DO THIS — Return every line in the items below that contains the string "window". Case matters.

STORED DATA —
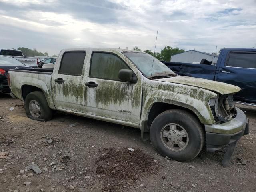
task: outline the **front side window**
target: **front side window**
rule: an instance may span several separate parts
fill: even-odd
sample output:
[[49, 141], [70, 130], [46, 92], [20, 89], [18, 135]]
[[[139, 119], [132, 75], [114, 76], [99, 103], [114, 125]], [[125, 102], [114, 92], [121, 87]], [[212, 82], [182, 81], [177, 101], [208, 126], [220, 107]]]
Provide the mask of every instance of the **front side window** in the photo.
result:
[[66, 75], [82, 74], [85, 58], [84, 52], [72, 52], [64, 53], [61, 60], [59, 73]]
[[231, 52], [227, 66], [229, 67], [256, 68], [256, 53]]
[[117, 56], [107, 53], [92, 53], [90, 70], [90, 76], [120, 80], [118, 73], [120, 70], [123, 69], [130, 69]]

TASK RESULT —
task: outline the **front side window**
target: **front side window**
Provide the mask of every instance of the **front side window** in the photo.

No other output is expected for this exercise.